** START OF EXTRACT PROVIDED **

Achieving Exactly-Once Semantics in Kafka Event Sourcing Systems

17 min read
Goh Ling Yong
Technology enthusiast and software architect specializing in AI-driven development tools and modern software engineering practices. Passionate about the intersection of artificial intelligence and human creativity in building tomorrow's digital solutions.

The Elusive Exactly-Once Guarantee: From Theory to Production Reality

In the world of distributed systems, "exactly-once" processing is often treated as a mythical creature. While many systems claim to offer it, the reality is a complex interplay of trade-offs, specific configurations, and, most critically, disciplined application-level design. For senior engineers building mission-critical systems on Apache Kafka, particularly those employing event sourcing patterns, achieving this guarantee is not an academic exercise—it's a fundamental requirement for data integrity.

** END OF EXTRACT PROVIDED **
** START OF ENTRIES PROVIDED **

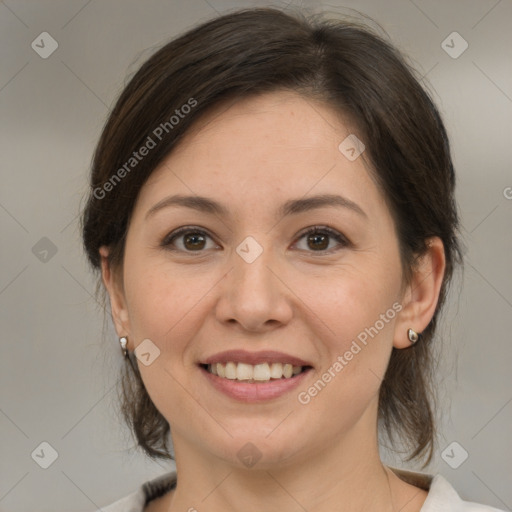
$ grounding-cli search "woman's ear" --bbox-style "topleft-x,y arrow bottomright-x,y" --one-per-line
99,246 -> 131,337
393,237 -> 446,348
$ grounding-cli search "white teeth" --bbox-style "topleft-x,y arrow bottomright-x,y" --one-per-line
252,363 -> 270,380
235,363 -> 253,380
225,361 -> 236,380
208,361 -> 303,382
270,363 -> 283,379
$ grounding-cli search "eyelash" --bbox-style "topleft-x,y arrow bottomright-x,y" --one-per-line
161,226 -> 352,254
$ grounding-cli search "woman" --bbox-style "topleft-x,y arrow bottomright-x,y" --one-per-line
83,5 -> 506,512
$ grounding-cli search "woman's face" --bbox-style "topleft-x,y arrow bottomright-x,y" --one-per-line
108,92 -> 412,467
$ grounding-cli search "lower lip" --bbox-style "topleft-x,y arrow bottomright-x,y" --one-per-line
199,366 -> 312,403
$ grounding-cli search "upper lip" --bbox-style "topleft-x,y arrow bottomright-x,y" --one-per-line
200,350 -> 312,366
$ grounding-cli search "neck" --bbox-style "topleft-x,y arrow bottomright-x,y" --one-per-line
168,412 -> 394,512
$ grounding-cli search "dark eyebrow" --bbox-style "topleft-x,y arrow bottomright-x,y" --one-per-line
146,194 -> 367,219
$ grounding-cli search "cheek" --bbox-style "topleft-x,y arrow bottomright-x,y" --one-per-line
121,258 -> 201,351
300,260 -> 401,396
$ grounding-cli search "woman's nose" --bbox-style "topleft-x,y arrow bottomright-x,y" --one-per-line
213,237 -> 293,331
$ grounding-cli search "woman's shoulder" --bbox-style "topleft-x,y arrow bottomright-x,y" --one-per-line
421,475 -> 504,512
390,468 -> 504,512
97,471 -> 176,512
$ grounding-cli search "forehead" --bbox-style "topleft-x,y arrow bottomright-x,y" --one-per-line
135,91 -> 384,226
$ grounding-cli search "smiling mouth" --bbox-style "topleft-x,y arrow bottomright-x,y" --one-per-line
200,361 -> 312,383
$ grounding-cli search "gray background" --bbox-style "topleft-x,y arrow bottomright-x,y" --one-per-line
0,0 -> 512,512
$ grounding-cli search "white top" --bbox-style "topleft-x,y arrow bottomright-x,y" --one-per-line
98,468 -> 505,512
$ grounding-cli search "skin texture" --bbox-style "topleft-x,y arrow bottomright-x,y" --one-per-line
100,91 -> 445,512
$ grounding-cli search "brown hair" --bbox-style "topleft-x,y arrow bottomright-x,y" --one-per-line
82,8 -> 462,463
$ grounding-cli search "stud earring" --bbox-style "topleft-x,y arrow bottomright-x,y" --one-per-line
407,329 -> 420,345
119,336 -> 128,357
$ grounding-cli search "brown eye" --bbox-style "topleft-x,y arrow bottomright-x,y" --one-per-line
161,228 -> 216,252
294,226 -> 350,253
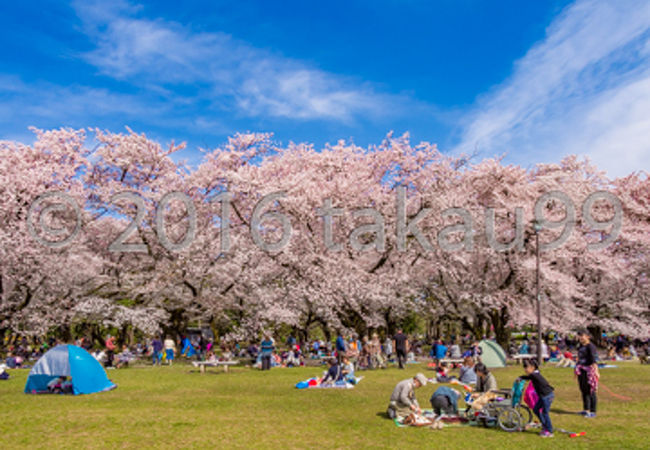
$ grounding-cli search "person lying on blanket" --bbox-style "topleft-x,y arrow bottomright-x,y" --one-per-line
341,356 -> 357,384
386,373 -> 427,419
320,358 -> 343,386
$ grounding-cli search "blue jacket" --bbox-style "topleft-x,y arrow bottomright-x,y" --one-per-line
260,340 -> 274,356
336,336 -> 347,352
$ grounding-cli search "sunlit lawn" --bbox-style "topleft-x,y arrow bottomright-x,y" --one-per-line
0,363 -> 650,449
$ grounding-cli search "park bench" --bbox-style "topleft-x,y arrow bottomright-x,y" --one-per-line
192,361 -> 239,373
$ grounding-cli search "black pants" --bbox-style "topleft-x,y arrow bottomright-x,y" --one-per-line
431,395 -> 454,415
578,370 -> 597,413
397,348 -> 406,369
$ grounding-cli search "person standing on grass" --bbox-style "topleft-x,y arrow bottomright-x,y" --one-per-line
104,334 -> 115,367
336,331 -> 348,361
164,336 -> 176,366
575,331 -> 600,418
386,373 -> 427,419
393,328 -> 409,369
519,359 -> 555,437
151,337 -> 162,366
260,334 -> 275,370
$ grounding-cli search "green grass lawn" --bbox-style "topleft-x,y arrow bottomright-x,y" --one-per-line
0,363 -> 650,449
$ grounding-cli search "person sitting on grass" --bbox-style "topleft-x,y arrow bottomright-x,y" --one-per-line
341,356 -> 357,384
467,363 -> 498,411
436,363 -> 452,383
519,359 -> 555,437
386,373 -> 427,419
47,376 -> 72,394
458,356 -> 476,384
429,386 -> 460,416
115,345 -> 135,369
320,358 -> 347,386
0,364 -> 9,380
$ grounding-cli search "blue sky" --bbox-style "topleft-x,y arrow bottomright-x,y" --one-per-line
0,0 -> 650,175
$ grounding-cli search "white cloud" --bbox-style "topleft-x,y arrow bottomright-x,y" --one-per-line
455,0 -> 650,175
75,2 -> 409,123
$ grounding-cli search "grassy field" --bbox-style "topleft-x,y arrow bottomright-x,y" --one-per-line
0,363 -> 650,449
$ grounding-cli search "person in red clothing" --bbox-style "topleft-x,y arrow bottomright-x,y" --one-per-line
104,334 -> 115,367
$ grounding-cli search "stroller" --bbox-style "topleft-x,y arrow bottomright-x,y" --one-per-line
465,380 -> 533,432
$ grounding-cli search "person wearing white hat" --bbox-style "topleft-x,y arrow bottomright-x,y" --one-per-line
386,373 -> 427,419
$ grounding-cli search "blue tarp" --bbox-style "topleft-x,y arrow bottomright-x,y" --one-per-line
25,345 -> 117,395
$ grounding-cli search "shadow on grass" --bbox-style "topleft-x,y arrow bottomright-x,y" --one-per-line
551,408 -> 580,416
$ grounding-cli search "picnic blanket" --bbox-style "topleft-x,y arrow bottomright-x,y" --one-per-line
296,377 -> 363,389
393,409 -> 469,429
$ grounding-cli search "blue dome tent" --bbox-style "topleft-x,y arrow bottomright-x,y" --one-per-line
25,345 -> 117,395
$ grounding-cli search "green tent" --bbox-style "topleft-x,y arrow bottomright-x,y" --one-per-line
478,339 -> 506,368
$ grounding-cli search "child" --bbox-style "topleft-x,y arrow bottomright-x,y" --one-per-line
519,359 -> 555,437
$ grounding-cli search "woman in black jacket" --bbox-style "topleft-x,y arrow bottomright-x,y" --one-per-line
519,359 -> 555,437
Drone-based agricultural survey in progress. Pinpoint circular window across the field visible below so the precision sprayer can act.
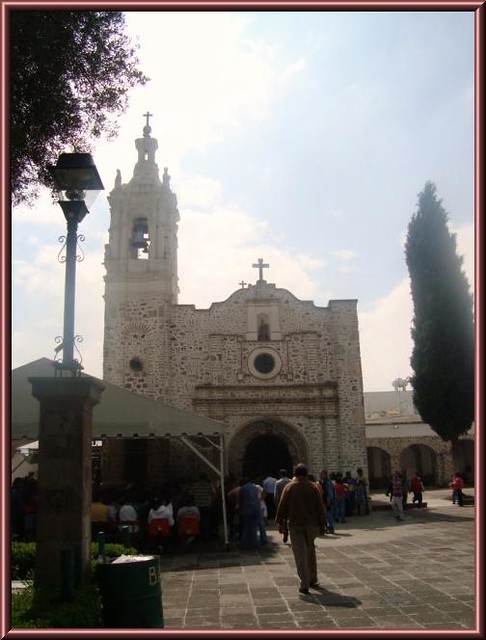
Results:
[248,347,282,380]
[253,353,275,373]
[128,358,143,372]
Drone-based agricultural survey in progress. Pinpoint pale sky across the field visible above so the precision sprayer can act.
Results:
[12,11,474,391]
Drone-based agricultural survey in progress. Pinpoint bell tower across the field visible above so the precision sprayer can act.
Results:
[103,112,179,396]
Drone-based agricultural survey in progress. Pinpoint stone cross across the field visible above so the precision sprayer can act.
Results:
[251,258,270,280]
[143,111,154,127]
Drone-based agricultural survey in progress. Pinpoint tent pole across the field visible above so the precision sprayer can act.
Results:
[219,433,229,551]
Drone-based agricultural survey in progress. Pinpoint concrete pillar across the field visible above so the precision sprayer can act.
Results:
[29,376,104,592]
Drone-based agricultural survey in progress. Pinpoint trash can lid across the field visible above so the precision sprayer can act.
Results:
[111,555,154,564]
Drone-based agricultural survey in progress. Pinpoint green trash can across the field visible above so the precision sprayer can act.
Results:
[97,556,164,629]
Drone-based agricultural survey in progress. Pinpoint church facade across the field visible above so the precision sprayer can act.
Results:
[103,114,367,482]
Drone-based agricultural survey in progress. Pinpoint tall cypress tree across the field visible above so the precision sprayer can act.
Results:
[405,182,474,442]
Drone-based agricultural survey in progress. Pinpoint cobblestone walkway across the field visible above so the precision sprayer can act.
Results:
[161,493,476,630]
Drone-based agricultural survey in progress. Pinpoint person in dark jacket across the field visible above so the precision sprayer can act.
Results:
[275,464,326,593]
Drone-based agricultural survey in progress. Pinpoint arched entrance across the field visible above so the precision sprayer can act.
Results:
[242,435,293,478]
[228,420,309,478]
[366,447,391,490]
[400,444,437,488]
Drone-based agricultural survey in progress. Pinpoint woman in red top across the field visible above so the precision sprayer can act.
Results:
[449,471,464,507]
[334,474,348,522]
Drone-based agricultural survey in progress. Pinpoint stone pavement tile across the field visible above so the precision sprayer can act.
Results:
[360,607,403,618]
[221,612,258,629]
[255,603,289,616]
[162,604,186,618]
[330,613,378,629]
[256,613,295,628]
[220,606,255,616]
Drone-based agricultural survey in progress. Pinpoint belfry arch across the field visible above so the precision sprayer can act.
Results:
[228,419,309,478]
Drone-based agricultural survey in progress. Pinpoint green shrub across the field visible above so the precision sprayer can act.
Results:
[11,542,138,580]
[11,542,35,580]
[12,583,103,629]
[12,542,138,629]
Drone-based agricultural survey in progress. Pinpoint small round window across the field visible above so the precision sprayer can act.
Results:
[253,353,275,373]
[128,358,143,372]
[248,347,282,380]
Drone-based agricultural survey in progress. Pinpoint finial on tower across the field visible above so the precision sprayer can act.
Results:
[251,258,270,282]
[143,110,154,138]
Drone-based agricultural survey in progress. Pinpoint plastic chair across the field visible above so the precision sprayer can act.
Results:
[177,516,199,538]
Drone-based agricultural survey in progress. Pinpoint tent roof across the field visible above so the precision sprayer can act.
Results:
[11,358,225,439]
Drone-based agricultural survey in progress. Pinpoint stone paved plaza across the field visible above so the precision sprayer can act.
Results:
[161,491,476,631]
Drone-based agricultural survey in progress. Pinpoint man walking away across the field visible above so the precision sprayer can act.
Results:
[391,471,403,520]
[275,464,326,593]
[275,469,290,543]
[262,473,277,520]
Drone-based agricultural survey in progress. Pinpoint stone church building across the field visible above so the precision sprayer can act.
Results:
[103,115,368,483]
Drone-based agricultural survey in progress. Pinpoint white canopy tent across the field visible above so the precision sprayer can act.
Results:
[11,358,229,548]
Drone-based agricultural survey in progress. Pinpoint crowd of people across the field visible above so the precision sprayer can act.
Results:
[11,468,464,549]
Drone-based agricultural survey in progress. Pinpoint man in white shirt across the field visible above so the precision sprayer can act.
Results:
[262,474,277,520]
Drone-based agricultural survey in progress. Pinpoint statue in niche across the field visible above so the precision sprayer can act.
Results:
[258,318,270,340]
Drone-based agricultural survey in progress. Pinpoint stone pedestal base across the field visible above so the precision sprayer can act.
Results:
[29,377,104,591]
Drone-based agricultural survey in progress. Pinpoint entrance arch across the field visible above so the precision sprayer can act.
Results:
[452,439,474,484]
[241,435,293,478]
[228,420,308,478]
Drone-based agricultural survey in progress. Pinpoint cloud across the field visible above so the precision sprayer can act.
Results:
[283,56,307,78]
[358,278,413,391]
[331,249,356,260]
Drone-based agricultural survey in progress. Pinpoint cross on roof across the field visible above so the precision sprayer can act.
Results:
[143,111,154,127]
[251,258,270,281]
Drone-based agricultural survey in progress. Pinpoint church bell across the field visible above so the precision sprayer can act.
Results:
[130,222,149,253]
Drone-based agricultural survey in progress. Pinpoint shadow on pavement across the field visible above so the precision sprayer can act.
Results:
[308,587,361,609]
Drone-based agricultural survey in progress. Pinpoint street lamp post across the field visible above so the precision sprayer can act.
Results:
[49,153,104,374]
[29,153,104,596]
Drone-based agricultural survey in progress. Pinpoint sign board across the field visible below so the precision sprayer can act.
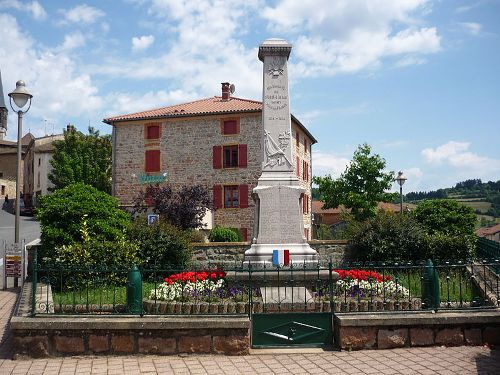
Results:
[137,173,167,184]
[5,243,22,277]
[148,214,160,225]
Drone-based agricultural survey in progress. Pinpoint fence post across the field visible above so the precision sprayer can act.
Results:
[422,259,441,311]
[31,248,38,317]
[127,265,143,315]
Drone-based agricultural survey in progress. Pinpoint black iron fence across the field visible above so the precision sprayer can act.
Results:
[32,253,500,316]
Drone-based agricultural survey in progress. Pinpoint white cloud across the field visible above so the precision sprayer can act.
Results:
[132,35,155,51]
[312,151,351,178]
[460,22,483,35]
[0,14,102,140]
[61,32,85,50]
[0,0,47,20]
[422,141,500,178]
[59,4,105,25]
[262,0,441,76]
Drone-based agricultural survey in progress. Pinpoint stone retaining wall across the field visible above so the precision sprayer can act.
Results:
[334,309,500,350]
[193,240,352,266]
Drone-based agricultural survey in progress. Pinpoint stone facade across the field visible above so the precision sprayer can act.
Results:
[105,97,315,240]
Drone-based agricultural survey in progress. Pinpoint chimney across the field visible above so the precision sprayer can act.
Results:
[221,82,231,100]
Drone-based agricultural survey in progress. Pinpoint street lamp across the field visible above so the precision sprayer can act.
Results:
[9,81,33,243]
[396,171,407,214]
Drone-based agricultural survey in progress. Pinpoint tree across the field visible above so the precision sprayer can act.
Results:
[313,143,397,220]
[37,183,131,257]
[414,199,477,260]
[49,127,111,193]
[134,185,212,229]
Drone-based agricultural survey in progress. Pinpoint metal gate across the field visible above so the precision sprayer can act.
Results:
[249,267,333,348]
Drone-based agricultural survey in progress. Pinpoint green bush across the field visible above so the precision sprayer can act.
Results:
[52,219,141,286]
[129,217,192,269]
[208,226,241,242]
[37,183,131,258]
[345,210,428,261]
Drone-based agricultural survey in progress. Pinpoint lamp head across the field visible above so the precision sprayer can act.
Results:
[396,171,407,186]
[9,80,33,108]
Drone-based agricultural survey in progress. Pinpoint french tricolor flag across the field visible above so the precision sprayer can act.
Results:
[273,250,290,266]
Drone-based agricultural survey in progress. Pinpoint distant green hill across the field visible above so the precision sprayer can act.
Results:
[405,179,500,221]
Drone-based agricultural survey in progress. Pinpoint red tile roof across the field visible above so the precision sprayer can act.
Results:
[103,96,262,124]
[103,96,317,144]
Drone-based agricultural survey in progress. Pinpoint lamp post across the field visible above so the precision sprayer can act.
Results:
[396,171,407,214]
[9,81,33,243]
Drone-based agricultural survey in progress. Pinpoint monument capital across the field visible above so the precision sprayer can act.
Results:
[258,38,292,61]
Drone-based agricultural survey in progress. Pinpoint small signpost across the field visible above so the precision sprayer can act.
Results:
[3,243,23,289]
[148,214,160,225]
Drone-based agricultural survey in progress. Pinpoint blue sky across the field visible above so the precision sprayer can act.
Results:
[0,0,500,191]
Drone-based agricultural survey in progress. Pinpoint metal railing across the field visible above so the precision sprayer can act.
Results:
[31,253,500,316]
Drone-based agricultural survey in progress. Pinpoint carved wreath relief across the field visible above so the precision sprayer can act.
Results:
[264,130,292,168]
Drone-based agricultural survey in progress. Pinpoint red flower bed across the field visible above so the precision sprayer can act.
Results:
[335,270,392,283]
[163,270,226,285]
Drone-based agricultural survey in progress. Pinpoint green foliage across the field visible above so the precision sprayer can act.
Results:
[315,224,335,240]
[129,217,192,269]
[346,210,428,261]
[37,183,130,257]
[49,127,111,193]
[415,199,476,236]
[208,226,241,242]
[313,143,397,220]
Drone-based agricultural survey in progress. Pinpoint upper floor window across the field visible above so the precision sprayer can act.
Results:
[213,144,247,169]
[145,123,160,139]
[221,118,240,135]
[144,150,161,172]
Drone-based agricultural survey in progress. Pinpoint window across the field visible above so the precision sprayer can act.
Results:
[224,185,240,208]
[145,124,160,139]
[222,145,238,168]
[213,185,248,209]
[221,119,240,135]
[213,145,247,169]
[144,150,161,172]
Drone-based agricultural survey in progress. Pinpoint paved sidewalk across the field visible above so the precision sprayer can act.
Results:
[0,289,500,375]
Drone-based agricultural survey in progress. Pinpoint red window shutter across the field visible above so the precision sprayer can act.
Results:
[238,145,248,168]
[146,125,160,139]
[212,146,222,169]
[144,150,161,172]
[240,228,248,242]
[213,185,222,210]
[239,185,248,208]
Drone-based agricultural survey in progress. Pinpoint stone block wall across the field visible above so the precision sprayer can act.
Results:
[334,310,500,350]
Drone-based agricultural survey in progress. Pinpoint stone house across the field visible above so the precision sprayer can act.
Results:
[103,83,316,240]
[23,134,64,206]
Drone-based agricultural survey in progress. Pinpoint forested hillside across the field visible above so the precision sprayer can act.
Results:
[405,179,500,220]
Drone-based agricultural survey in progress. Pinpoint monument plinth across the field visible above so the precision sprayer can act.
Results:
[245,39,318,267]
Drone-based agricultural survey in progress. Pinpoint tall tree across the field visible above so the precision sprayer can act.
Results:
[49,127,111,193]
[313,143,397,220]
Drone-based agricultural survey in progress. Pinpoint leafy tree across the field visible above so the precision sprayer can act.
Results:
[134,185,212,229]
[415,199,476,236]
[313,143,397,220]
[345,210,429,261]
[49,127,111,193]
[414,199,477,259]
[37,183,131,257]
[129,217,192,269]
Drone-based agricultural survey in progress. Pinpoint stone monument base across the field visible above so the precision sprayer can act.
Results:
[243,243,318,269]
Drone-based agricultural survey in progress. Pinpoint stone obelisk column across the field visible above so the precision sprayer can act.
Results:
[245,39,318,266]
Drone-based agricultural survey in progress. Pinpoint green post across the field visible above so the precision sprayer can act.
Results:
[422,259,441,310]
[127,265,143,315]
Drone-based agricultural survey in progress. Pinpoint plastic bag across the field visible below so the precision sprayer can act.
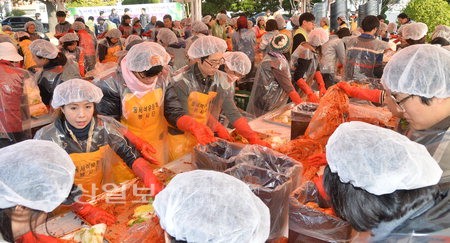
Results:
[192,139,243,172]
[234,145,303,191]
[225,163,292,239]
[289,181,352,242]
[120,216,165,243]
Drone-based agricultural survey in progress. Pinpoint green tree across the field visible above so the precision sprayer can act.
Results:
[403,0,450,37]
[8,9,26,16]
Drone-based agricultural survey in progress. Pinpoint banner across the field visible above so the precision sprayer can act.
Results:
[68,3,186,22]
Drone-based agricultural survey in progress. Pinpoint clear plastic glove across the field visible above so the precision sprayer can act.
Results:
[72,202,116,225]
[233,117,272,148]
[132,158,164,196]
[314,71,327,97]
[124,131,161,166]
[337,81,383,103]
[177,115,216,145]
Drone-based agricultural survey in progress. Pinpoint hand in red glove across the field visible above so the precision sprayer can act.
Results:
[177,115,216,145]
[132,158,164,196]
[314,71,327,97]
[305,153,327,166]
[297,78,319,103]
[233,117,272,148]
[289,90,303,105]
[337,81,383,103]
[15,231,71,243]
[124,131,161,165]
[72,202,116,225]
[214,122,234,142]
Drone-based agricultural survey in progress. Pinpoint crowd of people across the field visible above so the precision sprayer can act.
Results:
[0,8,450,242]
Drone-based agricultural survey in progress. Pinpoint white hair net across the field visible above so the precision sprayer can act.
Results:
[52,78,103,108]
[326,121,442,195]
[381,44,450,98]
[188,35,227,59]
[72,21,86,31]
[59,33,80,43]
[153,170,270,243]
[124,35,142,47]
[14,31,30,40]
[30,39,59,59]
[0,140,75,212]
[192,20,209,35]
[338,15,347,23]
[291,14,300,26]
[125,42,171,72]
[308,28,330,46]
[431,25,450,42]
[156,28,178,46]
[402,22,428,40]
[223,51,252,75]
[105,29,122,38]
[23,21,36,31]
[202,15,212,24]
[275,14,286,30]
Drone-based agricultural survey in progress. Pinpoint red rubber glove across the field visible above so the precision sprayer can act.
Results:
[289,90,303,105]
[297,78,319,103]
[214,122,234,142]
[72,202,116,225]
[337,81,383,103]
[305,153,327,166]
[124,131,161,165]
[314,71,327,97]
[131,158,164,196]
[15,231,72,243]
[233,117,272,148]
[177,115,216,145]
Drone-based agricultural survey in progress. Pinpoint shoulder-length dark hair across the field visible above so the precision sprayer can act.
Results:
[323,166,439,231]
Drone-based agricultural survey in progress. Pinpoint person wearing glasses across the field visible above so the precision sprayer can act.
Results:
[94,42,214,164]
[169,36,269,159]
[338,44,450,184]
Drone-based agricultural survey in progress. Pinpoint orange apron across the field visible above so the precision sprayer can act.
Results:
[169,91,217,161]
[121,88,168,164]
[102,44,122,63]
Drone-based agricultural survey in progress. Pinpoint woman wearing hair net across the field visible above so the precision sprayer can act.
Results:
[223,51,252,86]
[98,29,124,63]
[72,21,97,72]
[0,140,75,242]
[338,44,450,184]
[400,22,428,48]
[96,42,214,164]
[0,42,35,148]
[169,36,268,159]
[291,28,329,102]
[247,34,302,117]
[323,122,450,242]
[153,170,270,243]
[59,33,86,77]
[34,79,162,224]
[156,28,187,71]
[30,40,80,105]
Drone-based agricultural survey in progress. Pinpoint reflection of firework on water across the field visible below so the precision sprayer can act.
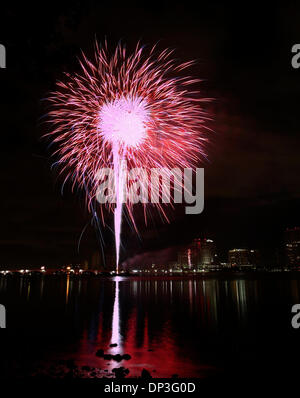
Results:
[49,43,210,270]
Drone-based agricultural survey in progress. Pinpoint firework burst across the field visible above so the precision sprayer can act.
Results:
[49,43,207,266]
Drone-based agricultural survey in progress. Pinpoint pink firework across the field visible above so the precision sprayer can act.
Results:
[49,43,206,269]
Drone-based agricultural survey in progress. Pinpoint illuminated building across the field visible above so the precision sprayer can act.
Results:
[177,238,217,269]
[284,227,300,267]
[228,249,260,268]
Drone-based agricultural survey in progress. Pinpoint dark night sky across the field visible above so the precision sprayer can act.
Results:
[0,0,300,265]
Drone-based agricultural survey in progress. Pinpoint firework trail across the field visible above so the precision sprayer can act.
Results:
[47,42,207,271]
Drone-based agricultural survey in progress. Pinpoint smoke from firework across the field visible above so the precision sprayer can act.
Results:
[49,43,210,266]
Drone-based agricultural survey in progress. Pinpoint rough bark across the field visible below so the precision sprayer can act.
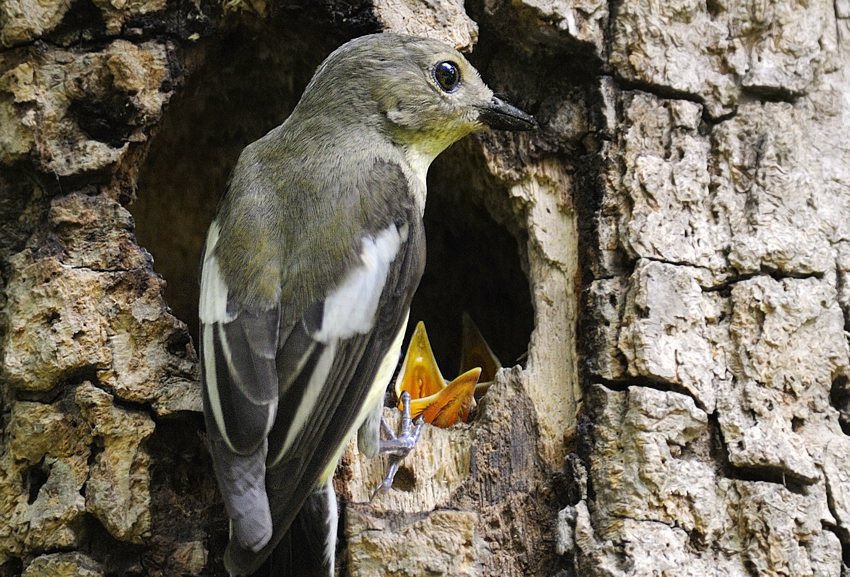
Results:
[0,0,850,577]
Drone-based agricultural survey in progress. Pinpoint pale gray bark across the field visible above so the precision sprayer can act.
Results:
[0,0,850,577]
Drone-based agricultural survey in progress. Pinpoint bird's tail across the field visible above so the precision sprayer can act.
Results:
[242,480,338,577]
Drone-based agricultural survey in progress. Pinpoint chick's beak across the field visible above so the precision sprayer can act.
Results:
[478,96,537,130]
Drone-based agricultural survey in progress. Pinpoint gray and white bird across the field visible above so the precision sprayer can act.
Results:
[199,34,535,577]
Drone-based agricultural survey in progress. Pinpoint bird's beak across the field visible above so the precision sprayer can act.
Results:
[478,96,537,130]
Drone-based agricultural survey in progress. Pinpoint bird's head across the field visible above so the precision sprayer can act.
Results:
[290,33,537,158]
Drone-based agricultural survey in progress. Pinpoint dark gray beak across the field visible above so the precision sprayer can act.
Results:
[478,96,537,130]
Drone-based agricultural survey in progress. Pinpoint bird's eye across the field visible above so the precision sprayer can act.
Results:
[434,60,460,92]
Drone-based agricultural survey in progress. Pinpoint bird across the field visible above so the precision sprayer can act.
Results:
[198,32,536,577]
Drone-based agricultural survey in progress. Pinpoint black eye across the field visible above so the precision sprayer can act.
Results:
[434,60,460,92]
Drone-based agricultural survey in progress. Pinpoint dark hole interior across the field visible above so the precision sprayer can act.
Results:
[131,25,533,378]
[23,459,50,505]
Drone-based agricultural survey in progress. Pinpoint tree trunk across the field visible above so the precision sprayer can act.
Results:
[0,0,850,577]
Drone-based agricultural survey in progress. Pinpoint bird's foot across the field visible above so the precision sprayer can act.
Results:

** END OF ENTRIES PROVIDED **

* _TASKS FOR THIS EXERCISE_
[a] Do these statements agree with the article on exactly-once semantics in Kafka? Answer yes or no for each and quote the deciding words.
(i) The article addresses engineers building systems on Apache Kafka that use event sourcing patterns.
(ii) The article treats achieving exactly-once processing as mainly an academic exercise.
(iii) The article names disciplined application-level design as the most critical part of achieving exactly-once processing.
[b] What reading time does the Kafka exactly-once article list?
[c] Carry on the article about exactly-once semantics in Kafka event sourcing systems, starting after its last sentence.

* _THE RESPONSES_
[a]
(i) Yes: "For senior engineers building mission-critical systems on Apache Kafka, particularly those employing event sourcing patterns"
(ii) No: "achieving this guarantee is not an academic exercise—it's a fundamental requirement for data integrity"
(iii) Yes: "and, most critically, disciplined application-level design"

[b] 17 min read

[c]
This article is not an introduction. It assumes you understand why at-least-once delivery can lead to duplicate processing and why at-most-once can lead to data loss. Our focus is on the how: the precise mechanisms within Kafka and the architectural patterns outside of it that are required to construct a truly robust, end-to-end exactly-once semantics (EOS) pipeline.

We will dissect the three pillars of Kafka's EOS support and then, crucially, address the "last mile" problem: ensuring that the effects of a consumed message are applied exactly once to an external system, such as a relational database. We'll explore production-ready code, performance implications, and the subtle edge cases that can undermine your entire EOS strategy.

The Foundation: Kafka's Three Pillars of Exactly-Once Semantics

Kafka introduced EOS capabilities in version 0.11. These guarantees are built upon three core concepts working in concert: the idempotent producer, atomic multi-partition transactions, and transaction-aware consumers.

Pillar 1: The Idempotent Producer

Idempotency is the foundation upon which Kafka's EOS is built. An idempotent operation is one that can be performed multiple times without changing the result beyond the initial application. In the context of a Kafka producer, this means that retrying a send() operation due to a transient network error will not result in the message being written to the Kafka log multiple times.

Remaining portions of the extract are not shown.